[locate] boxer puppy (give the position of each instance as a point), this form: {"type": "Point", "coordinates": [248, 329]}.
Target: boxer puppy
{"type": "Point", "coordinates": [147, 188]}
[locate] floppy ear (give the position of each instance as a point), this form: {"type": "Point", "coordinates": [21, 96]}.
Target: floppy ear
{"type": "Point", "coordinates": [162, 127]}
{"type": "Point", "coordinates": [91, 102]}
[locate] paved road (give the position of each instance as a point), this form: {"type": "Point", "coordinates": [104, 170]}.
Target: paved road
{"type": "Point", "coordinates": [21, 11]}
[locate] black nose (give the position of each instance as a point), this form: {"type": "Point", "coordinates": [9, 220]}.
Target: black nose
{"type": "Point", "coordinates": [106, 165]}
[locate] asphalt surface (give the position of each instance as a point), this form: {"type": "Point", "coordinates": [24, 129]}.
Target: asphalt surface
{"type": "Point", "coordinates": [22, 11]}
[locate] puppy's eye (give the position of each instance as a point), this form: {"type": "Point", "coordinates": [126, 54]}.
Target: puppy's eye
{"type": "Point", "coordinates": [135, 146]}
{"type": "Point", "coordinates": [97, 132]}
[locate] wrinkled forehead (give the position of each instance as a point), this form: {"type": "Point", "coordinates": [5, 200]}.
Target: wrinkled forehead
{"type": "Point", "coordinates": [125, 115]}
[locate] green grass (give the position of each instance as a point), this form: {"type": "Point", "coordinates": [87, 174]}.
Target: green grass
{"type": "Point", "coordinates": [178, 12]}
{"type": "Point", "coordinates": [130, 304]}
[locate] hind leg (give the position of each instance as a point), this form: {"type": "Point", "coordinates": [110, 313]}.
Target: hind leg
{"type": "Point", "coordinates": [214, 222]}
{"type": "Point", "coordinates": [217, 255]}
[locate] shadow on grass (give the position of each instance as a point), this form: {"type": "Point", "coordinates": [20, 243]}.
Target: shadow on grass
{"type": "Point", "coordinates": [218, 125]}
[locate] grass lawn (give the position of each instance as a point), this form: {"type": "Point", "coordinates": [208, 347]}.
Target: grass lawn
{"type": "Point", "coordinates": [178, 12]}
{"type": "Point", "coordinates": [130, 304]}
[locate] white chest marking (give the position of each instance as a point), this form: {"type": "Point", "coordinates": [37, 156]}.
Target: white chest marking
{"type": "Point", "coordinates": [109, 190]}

▶ _Problem to solve_: Convert all of the data above into a Markdown table with the columns Row and Line. Put each non-blank line in its own numbered row.

▶ _Final result_:
| Row | Line |
|---|---|
| 1 | [locate] boxer puppy (give the position of each instance as a point), this form: {"type": "Point", "coordinates": [248, 329]}. |
| 2 | Target: boxer puppy |
| 3 | {"type": "Point", "coordinates": [147, 188]} |
| 4 | [locate] floppy ear (give the position of each instance as a point), this form: {"type": "Point", "coordinates": [21, 96]}. |
| 5 | Target: floppy ear |
| 6 | {"type": "Point", "coordinates": [162, 127]} |
| 7 | {"type": "Point", "coordinates": [91, 102]} |
| 8 | [locate] paved road (give the position of each instance as a point), this form: {"type": "Point", "coordinates": [104, 170]}. |
| 9 | Target: paved road |
| 10 | {"type": "Point", "coordinates": [21, 11]} |
| 11 | [locate] black nose (give the position of each instance as a point), this form: {"type": "Point", "coordinates": [9, 220]}. |
| 12 | Target: black nose |
| 13 | {"type": "Point", "coordinates": [106, 165]} |
| 14 | [locate] asphalt surface (give the position of each instance as a point), this form: {"type": "Point", "coordinates": [24, 129]}. |
| 15 | Target: asphalt surface |
| 16 | {"type": "Point", "coordinates": [22, 11]} |
| 17 | [locate] puppy's eye (give the position of each instance as a point), this form: {"type": "Point", "coordinates": [126, 54]}. |
| 18 | Target: puppy's eye |
| 19 | {"type": "Point", "coordinates": [135, 146]} |
| 20 | {"type": "Point", "coordinates": [97, 132]} |
| 21 | [locate] wrinkled forehead (give the position of each instance as a point), this form: {"type": "Point", "coordinates": [5, 200]}. |
| 22 | Target: wrinkled forehead |
| 23 | {"type": "Point", "coordinates": [125, 115]} |
| 24 | [locate] green grass (give the position of each instance as a point), this form: {"type": "Point", "coordinates": [87, 174]}. |
| 25 | Target: green grass |
| 26 | {"type": "Point", "coordinates": [178, 12]} |
| 27 | {"type": "Point", "coordinates": [130, 304]} |
| 28 | [locate] hind leg (give the position of each instance as a point), this form: {"type": "Point", "coordinates": [110, 313]}. |
| 29 | Target: hind leg |
| 30 | {"type": "Point", "coordinates": [214, 222]} |
| 31 | {"type": "Point", "coordinates": [217, 255]} |
| 32 | [locate] shadow on grass (give the position of each instance as a point), this form: {"type": "Point", "coordinates": [20, 243]}. |
| 33 | Target: shadow on grass |
| 34 | {"type": "Point", "coordinates": [218, 125]} |
| 35 | [locate] grass lawn (give the position of each instance as a point), this form: {"type": "Point", "coordinates": [208, 347]}. |
| 36 | Target: grass lawn |
| 37 | {"type": "Point", "coordinates": [178, 12]} |
| 38 | {"type": "Point", "coordinates": [130, 304]} |
| 39 | [locate] white chest marking (give the position of each instance as a point), this form: {"type": "Point", "coordinates": [37, 156]}. |
| 40 | Target: white chest marking |
| 41 | {"type": "Point", "coordinates": [109, 190]} |